* _Task statement_: Could you render every line of the material below as a numbered list, skipping blank lines and leaving the pictures out?

* _Record list_:

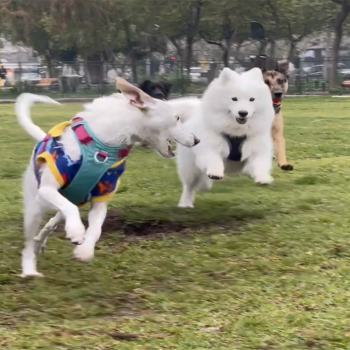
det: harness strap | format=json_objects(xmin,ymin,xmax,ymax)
[
  {"xmin": 60, "ymin": 117, "xmax": 130, "ymax": 204},
  {"xmin": 222, "ymin": 134, "xmax": 247, "ymax": 162}
]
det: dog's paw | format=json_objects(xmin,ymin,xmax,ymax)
[
  {"xmin": 177, "ymin": 203, "xmax": 194, "ymax": 208},
  {"xmin": 255, "ymin": 175, "xmax": 273, "ymax": 186},
  {"xmin": 207, "ymin": 171, "xmax": 224, "ymax": 180},
  {"xmin": 65, "ymin": 220, "xmax": 85, "ymax": 245},
  {"xmin": 278, "ymin": 164, "xmax": 294, "ymax": 171},
  {"xmin": 18, "ymin": 271, "xmax": 44, "ymax": 278},
  {"xmin": 73, "ymin": 244, "xmax": 94, "ymax": 261}
]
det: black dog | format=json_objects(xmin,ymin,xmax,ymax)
[{"xmin": 139, "ymin": 80, "xmax": 172, "ymax": 100}]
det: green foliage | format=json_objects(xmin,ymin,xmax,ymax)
[
  {"xmin": 0, "ymin": 96, "xmax": 350, "ymax": 350},
  {"xmin": 0, "ymin": 0, "xmax": 347, "ymax": 68}
]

* _Complete output_:
1. det: harness strap | format=json_objects(xmin,ymin,xmax,ymax)
2. [
3.   {"xmin": 60, "ymin": 117, "xmax": 130, "ymax": 204},
4.   {"xmin": 222, "ymin": 134, "xmax": 247, "ymax": 162}
5. ]
6. det: dog's paw | format=json_objects(xmin,ymin,xmax,ymax)
7. [
8.   {"xmin": 177, "ymin": 203, "xmax": 194, "ymax": 208},
9.   {"xmin": 255, "ymin": 175, "xmax": 273, "ymax": 186},
10.   {"xmin": 207, "ymin": 171, "xmax": 224, "ymax": 180},
11.   {"xmin": 65, "ymin": 220, "xmax": 85, "ymax": 245},
12.   {"xmin": 278, "ymin": 164, "xmax": 294, "ymax": 171},
13.   {"xmin": 18, "ymin": 271, "xmax": 44, "ymax": 278},
14.   {"xmin": 73, "ymin": 244, "xmax": 94, "ymax": 261}
15. ]
16. det: black dog | format=json_objects(xmin,ymin,xmax,ymax)
17. [{"xmin": 139, "ymin": 80, "xmax": 172, "ymax": 100}]
18. det: green foliage | format=json_objects(xmin,ymin,xmax,ymax)
19. [
20.   {"xmin": 0, "ymin": 96, "xmax": 350, "ymax": 350},
21.   {"xmin": 0, "ymin": 0, "xmax": 347, "ymax": 68}
22. ]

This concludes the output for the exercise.